GOAL OF THE EXERCISE = Rewrite the material from the line with "negative clicks: (866, 435)" up to and including the line with "positive clicks: (378, 136)", changing every "rough mask" to "approximate mask" and leaving everything else as it is. Give only those lines.

RECORD EXTRACTS =

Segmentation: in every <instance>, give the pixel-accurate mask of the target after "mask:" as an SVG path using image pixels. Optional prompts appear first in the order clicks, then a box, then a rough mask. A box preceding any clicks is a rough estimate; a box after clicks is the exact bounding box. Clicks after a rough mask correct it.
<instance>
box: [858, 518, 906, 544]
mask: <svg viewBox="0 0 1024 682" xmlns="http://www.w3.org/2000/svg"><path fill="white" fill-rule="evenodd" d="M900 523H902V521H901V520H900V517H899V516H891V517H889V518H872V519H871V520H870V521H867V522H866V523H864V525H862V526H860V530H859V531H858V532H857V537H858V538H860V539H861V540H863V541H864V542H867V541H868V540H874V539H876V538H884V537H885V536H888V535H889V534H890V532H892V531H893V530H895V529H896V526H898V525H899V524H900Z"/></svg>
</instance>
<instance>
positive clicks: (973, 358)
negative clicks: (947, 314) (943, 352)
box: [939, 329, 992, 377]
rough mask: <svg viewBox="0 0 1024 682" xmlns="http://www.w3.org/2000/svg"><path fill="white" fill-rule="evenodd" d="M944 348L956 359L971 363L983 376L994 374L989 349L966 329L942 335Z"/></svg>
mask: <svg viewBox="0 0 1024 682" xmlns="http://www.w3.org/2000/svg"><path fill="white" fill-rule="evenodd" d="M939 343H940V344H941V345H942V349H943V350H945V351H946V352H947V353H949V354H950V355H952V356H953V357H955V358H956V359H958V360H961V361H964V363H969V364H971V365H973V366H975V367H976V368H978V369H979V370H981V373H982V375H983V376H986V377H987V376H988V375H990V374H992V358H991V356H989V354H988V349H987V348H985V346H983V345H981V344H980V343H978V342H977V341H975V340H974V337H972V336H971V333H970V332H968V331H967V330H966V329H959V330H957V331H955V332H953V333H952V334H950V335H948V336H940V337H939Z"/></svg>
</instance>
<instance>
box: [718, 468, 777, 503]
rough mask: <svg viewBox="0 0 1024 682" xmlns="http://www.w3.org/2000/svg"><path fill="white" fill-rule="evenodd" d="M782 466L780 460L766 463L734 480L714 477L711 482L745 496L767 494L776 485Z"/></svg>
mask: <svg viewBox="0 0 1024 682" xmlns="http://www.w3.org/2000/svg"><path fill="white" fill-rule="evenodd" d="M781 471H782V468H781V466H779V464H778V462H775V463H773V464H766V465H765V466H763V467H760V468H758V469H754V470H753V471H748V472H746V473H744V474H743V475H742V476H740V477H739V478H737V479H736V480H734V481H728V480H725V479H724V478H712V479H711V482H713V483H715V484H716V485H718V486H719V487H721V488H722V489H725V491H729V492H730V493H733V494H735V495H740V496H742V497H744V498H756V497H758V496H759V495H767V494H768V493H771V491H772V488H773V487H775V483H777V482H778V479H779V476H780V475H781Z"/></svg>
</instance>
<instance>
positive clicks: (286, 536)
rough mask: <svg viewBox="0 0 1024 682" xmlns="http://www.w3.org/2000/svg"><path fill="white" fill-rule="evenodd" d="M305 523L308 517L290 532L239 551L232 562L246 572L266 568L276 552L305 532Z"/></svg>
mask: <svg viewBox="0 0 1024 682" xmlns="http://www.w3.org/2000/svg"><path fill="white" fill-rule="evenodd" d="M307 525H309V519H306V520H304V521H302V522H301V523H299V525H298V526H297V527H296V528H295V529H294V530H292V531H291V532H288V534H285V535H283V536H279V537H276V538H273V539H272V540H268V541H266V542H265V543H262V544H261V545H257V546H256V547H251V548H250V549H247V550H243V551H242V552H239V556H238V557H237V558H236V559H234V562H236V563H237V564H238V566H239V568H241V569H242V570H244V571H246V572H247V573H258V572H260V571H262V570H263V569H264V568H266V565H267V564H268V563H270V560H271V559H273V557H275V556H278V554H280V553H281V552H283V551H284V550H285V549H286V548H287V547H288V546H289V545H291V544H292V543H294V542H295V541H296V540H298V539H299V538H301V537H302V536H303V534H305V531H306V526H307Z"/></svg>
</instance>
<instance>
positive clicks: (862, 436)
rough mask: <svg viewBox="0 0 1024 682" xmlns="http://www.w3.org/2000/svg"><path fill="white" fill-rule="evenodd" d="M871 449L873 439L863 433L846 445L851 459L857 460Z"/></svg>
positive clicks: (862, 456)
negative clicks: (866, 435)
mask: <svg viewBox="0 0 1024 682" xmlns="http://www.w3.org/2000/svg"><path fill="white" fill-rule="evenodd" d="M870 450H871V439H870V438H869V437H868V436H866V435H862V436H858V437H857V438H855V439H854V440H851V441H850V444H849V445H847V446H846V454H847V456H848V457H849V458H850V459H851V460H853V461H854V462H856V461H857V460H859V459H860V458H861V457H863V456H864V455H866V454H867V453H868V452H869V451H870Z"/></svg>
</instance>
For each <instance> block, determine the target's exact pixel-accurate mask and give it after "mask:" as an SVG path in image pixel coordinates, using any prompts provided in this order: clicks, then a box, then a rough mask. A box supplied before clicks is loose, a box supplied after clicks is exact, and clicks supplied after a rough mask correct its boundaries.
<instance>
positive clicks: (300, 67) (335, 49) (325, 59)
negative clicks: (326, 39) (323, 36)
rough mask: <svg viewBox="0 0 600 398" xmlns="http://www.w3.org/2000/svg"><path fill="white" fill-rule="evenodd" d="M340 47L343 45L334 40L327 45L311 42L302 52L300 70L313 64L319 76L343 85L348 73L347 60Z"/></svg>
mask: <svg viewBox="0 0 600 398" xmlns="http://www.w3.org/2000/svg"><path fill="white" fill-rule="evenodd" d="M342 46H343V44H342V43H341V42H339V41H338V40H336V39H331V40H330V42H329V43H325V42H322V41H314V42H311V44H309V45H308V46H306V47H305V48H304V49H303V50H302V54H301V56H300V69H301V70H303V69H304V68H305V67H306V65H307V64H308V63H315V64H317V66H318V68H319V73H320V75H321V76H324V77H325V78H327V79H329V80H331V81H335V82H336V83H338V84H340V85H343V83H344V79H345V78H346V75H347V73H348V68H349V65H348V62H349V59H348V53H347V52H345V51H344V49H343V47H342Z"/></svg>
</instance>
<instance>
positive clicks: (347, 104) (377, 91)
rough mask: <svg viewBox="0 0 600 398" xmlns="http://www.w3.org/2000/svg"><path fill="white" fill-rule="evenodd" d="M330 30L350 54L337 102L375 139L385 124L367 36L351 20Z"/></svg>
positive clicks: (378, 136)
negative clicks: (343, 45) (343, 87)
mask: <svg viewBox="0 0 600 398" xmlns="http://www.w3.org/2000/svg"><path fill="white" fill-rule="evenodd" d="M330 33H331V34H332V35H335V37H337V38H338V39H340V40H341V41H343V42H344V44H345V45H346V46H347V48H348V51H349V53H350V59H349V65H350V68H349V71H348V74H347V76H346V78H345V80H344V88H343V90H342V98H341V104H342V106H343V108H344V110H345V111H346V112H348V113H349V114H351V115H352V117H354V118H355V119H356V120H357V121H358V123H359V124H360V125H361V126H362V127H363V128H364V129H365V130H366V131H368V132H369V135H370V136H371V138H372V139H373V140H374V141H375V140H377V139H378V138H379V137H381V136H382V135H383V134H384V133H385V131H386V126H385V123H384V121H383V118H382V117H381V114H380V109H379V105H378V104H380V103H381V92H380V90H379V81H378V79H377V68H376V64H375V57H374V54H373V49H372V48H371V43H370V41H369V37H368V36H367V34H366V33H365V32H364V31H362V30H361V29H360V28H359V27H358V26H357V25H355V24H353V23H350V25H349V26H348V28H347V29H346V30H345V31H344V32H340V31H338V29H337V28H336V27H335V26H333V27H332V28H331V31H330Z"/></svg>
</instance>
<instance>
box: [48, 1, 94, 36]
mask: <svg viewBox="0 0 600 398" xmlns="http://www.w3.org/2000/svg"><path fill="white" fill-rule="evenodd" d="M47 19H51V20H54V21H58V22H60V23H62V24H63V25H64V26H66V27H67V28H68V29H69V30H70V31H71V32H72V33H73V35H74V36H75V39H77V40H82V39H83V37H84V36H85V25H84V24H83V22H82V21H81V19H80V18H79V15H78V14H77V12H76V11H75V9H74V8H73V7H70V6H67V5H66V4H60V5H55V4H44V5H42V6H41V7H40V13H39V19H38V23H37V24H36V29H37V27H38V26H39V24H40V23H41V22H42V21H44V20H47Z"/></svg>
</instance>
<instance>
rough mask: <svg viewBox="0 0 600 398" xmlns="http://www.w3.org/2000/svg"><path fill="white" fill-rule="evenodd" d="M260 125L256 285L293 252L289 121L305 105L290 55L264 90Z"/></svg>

ANSWER BOX =
negative clicks: (866, 435)
mask: <svg viewBox="0 0 1024 682" xmlns="http://www.w3.org/2000/svg"><path fill="white" fill-rule="evenodd" d="M870 450H871V439H870V438H869V437H868V436H866V435H862V436H858V437H857V438H855V439H854V440H851V441H850V444H849V445H847V446H846V454H847V456H848V457H849V458H850V459H851V460H853V461H854V462H856V461H857V460H859V459H860V458H861V457H863V456H864V455H866V454H867V453H868V452H869V451H870Z"/></svg>
</instance>
For each <instance> block, determine the target's exact pixel-accurate mask and give it after "mask:" as an SVG path in image pixel coordinates, using any prompts provided in this order: clicks, then a box, then a approximate mask. A box supplied before clicks is loose, a box supplied after clicks is exact, and clicks supplied after a approximate mask correct its boundaries.
<instance>
positive clicks: (300, 67) (335, 49) (325, 59)
negative clicks: (326, 39) (323, 36)
approximate mask: <svg viewBox="0 0 600 398" xmlns="http://www.w3.org/2000/svg"><path fill="white" fill-rule="evenodd" d="M340 47L343 45L334 40L327 45L311 42L302 52L300 70L313 64L319 76L343 85L348 73L347 60Z"/></svg>
mask: <svg viewBox="0 0 600 398" xmlns="http://www.w3.org/2000/svg"><path fill="white" fill-rule="evenodd" d="M342 46H343V44H342V43H341V42H339V41H338V40H336V39H331V40H330V42H329V43H325V42H322V41H314V42H311V44H309V45H308V46H306V47H305V48H304V49H303V50H302V54H301V56H300V69H301V70H303V69H304V68H305V67H306V65H307V64H308V63H315V64H317V66H318V68H319V73H320V75H321V76H324V77H325V78H327V79H329V80H331V81H335V82H336V83H338V84H340V85H343V83H344V79H345V78H346V75H347V73H348V68H349V65H348V62H349V59H348V53H347V52H345V51H344V49H343V47H342Z"/></svg>
</instance>
<instance>
positive clicks: (347, 104) (377, 91)
approximate mask: <svg viewBox="0 0 600 398" xmlns="http://www.w3.org/2000/svg"><path fill="white" fill-rule="evenodd" d="M330 30L350 54L337 102L375 139L385 124L367 36L351 20Z"/></svg>
positive clicks: (378, 136)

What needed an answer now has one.